> _TASK DIRECTIONS_:
Starting at the beginning of the data and ending at the line that contains "(728, 600), (910, 917)", write those lines out again with "soccer player" changed to "football player" and nothing else altered. Leave the pictures out of your answer.

====== DATA FOR THE TASK ======

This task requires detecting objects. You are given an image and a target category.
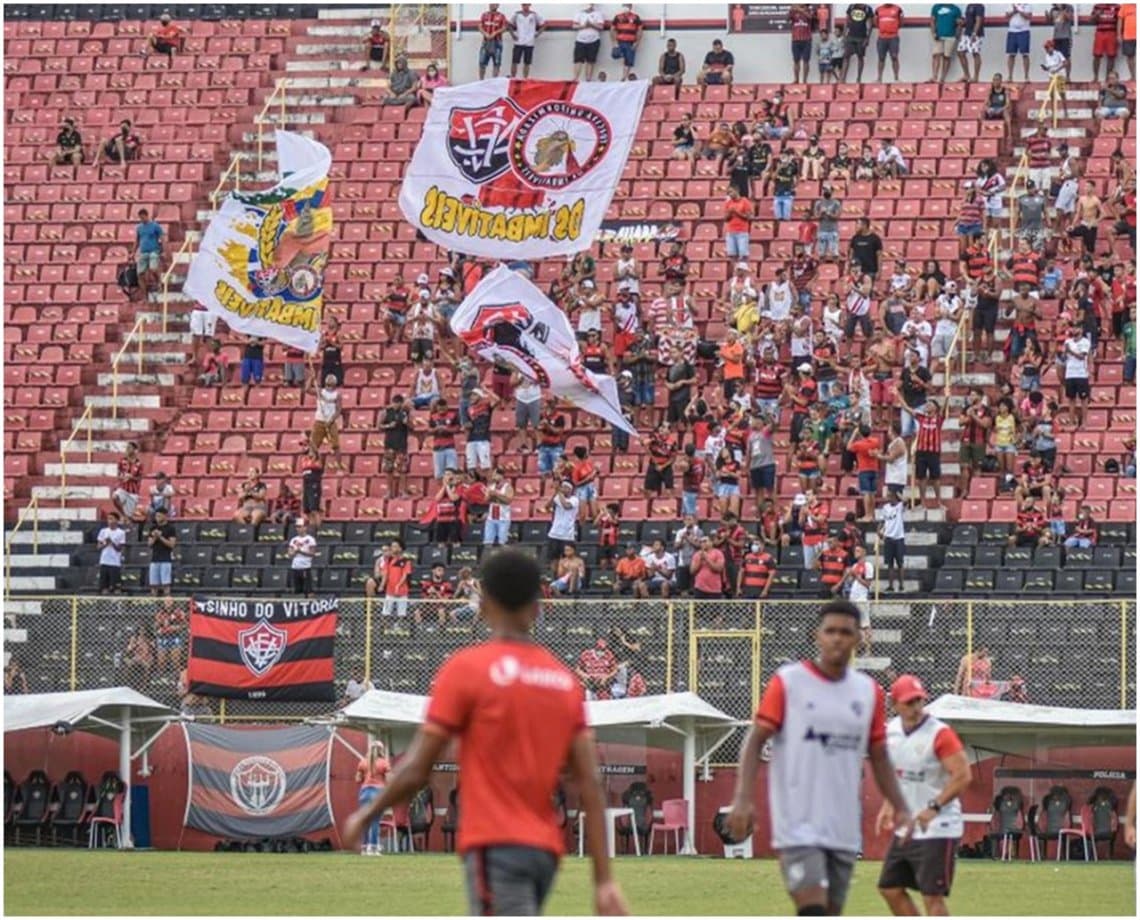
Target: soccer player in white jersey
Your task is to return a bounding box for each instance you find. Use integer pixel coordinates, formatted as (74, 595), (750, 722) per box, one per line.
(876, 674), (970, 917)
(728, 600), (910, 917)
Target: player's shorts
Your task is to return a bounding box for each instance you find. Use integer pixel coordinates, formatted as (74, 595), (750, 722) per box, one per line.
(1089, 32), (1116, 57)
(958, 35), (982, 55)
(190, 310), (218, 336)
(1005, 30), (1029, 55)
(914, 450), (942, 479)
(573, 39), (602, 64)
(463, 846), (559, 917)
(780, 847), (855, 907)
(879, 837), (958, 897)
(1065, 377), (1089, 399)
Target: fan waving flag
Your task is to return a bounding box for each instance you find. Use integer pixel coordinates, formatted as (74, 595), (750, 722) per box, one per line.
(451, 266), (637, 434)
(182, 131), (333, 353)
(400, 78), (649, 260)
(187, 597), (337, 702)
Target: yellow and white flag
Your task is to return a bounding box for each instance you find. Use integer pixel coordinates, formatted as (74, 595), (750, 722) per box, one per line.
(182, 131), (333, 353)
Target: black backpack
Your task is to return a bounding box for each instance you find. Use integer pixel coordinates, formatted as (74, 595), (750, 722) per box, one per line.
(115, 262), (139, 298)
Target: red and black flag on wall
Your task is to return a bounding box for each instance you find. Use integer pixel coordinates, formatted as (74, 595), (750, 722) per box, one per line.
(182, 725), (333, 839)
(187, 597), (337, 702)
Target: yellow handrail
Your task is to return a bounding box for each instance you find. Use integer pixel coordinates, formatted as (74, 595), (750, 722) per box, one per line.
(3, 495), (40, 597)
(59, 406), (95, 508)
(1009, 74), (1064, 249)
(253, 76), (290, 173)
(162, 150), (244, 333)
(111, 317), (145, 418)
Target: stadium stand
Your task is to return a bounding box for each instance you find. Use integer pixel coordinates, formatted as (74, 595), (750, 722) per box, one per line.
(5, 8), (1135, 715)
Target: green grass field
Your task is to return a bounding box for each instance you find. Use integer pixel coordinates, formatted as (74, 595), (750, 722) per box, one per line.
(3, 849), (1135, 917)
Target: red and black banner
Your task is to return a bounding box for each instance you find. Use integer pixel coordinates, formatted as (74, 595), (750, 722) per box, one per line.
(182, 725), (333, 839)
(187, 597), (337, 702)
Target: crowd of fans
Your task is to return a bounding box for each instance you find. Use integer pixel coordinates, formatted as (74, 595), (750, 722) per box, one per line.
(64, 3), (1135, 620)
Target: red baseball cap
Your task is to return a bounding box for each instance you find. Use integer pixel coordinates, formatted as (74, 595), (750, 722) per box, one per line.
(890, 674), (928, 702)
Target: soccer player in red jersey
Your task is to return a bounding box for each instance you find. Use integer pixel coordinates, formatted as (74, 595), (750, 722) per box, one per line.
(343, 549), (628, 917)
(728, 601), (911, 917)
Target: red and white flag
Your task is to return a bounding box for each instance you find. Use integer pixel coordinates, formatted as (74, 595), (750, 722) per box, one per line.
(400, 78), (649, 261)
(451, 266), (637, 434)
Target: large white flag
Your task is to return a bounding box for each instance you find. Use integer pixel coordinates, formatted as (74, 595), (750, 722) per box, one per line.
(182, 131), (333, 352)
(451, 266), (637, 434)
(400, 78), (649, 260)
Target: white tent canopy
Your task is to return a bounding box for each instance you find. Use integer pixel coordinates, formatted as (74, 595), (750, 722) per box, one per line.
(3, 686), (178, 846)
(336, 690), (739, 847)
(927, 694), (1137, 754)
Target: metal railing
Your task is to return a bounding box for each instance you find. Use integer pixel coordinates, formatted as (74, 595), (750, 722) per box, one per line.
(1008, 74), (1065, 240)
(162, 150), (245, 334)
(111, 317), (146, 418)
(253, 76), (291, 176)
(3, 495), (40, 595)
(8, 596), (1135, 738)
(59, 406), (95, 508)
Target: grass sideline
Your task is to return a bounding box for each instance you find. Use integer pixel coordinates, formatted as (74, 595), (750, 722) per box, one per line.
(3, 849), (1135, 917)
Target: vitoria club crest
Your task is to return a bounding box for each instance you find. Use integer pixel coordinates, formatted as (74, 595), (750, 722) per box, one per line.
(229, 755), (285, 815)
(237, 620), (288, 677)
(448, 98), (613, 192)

======

> _SOLUTION TO THIS EXERCISE_:
This task requires detecting objects. You are given an image and a target category.
Target: football player in white jersey
Your task is to return a bounding box for each instance you find. Use integer pixel coordinates, formatted as (74, 595), (750, 722) per box, one per line.
(876, 674), (970, 917)
(728, 600), (910, 917)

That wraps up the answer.